## TRECHO SELECIONADO:
↓↓↓

Como brilhantemente Umberto Eco disse "talora per ragioni utilitaristiche adottiamo come se fosse vera una idea che sappiamo essere falsa" (às vezes, por razões utilitárias, adotamos como se fosse verdadeira uma ideia que sabemos ser falsa). Sim, essa ideia que você tenta usar como algo plausivelmente racional é totalmente falsa e desumana. Não é a mera questão de direitos humanos que você debochadamente repudiou. Falsa porque você a justifica para combater o uso de animais em pesquisas. Você parece ter esquecido, como defensora de animais, que o ser humano também é um animal. Ora, nenhuma forma de tortura animal ou de experimentação científica deve ser legitimada. É contraditória então a sua defesa.

Daqui a pouco, com base em seu discurso, porque você é uma influenciadora pública, as pessoas poderão enxergar criminosos e presos ainda mais como coisas (e faziam isso antes do seu discurso), reificando-os. E, tomando-os como coisas, poderão descartá-los a bel-prazer, assassinando-os, por exemplo. Ou forçando-os a trabalhar como escravos. Ou torturando-os. Ou linchando-os. Você esquece, ainda, que muitos presos podem ter sido condenados erradamente, sendo, portanto, inocentes. Há inúmeros relatos de presos condenados à prisão perpétua ou pena de morte, nos EUA, que, depois, com mais investigações, descobriu-se que eram verdadeiramente inocentes.

↑↑↑

## REQUISITOS DO EXERCÍCIO:
**1)** Retorne a parte do trecho selecionado começando em "Como brilhantemente Umberto" e terminando em "a sua defesa.", copiando-a sem alterações.
**2)** Segundo o trecho selecionado, em que país há relatos de presos condenados à prisão perpétua ou à pena de morte que depois se revelaram inocentes?
**3)** Explique, em uma a três frases, por que o trecho selecionado considera contraditória a defesa feita pela pessoa a quem ele se dirige.

## DADOS BRUTOS:

↓↓↓

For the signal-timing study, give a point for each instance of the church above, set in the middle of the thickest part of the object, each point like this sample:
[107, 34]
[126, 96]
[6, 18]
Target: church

↑↑↑

## PROBLEMAS RESOLVIDOS:
**1)**
Como brilhantemente Umberto Eco disse "talora per ragioni utilitaristiche adottiamo come se fosse vera una idea che sappiamo essere falsa" (às vezes, por razões utilitárias, adotamos como se fosse verdadeira uma ideia que sabemos ser falsa). Sim, essa ideia que você tenta usar como algo plausivelmente racional é totalmente falsa e desumana. Não é a mera questão de direitos humanos que você debochadamente repudiou. Falsa porque você a justifica para combater o uso de animais em pesquisas. Você parece ter esquecido, como defensora de animais, que o ser humano também é um animal. Ora, nenhuma forma de tortura animal ou de experimentação científica deve ser legitimada. É contraditória então a sua defesa.

**2)** Nos EUA.

**3)** Como defensora de animais, ela esquece que o ser humano também é um animal. Para o trecho, nenhuma forma de tortura animal ou de experimentação científica deve ser legitimada.